Сам он, надо сказать, умел по-деловому справляться с житейскими невзгодами: это видно по тому, как он быстро, без долгой суеты, похоронил мать и сбежал от первой жены.
Возникает вопрос: не из желания ли оправдать свои поступки стремился он возвысить искусство, представив его несравненным благом? В «Искусстве здесь и сейчас» недвусмысленно дается понять, что пророком современного искусства Гоген стал потому, что сумел целиком посвятить себя живописи, хотя это стоило ему работы в банке, «и ему пришлось оставить жену и детей». Другой литературный пример – Стерн[13], между прочим, тоже уроженец Йоркшира, известен тем, что был не в ладах с женой. Но самой явной попыткой отца оправдаться стала его книга «В защиту Шелли».

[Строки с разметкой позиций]

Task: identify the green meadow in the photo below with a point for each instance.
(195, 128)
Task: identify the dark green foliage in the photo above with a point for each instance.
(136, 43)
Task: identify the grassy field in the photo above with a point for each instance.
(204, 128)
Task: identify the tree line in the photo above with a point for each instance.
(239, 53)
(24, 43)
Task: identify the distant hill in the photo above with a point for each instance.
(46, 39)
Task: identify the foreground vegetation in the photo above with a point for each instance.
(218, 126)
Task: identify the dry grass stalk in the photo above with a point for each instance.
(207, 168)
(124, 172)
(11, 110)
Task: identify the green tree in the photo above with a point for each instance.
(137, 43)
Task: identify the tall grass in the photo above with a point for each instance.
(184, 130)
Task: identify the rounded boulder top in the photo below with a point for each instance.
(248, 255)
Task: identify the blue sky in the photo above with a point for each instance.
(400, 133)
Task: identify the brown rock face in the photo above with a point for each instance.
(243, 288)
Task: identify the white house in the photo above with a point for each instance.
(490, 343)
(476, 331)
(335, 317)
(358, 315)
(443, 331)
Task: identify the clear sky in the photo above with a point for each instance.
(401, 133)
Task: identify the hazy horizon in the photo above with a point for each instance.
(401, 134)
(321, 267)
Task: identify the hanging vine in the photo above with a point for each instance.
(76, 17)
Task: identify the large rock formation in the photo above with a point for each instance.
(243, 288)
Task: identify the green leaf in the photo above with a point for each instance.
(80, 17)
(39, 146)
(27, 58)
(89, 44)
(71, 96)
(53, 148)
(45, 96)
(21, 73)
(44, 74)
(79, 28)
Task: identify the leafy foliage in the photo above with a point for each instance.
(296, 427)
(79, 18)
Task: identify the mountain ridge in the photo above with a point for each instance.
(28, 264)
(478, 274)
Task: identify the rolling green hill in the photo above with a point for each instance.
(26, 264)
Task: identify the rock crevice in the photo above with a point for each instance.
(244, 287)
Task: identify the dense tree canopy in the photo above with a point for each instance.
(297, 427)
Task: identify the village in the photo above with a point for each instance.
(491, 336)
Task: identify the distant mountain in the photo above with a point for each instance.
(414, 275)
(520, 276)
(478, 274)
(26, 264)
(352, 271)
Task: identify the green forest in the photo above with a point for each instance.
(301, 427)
--
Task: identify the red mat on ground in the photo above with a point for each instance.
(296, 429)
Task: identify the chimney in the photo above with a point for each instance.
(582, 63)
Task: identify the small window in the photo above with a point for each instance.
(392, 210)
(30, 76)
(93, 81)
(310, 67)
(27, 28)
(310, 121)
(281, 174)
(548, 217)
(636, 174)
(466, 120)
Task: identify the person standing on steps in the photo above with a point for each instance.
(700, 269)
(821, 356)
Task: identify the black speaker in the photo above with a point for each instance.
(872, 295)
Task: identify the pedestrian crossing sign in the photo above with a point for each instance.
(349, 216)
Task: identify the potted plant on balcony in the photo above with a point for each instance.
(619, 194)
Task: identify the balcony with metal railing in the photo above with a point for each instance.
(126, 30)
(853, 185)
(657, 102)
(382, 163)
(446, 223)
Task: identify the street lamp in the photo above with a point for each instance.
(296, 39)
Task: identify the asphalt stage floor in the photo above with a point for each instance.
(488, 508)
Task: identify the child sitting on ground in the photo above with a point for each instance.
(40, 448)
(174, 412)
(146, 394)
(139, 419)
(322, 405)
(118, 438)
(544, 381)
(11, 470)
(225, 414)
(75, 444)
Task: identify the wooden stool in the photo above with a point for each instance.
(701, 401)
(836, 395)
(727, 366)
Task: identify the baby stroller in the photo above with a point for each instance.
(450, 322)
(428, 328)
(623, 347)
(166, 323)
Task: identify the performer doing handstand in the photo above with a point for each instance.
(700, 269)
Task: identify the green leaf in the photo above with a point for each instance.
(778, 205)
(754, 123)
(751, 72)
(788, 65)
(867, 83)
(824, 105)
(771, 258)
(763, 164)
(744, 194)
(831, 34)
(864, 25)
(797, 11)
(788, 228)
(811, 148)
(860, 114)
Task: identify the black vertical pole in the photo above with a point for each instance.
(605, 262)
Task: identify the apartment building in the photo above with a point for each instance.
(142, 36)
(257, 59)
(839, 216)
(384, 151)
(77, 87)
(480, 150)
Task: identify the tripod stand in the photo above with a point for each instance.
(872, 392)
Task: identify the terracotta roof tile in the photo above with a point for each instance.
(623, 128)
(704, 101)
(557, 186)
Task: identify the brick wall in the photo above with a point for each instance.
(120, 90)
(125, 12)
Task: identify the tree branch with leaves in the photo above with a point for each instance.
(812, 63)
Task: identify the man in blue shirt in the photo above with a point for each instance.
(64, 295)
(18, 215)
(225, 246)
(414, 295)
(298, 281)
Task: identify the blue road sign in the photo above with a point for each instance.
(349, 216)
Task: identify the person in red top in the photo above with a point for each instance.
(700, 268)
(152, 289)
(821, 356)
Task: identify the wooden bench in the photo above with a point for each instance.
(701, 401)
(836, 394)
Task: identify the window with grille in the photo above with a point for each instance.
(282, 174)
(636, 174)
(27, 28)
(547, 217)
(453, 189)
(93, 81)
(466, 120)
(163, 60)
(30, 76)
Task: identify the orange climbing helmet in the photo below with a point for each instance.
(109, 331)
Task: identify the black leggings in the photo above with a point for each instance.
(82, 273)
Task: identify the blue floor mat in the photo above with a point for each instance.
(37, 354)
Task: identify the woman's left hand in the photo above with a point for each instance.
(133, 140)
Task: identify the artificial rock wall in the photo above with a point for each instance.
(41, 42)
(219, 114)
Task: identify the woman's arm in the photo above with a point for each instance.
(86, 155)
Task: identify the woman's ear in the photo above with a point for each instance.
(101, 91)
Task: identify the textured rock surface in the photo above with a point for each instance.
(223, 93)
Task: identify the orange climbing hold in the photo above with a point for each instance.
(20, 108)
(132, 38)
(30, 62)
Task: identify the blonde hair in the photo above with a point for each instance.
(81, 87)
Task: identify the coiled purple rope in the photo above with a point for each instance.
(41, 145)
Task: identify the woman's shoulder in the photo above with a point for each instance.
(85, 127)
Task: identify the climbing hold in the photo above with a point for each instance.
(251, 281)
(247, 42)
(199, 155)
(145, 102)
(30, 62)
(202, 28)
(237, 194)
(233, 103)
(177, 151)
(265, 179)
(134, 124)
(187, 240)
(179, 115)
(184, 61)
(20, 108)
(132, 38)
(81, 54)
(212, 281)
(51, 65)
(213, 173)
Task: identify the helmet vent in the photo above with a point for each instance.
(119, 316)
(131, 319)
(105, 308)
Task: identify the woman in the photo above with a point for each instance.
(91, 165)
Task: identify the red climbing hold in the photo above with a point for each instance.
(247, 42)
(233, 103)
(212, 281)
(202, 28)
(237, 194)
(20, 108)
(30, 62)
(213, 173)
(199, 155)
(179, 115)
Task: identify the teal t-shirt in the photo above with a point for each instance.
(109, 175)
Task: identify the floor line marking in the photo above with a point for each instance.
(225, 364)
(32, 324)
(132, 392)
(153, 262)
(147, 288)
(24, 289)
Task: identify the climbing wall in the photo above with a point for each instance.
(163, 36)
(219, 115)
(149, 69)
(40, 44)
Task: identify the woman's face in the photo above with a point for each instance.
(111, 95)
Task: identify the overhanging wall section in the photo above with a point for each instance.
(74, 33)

- _Письменное задание_:
Перепишите без изменений отрывок исходного текста от слов «Сам он, надо» до слов «от первой жены.» включительно.

- _Результат упражнения_:
Сам он, надо сказать, умел по-деловому справляться с житейскими невзгодами: это видно по тому, как он быстро, без долгой суеты, похоронил мать и сбежал от первой жены.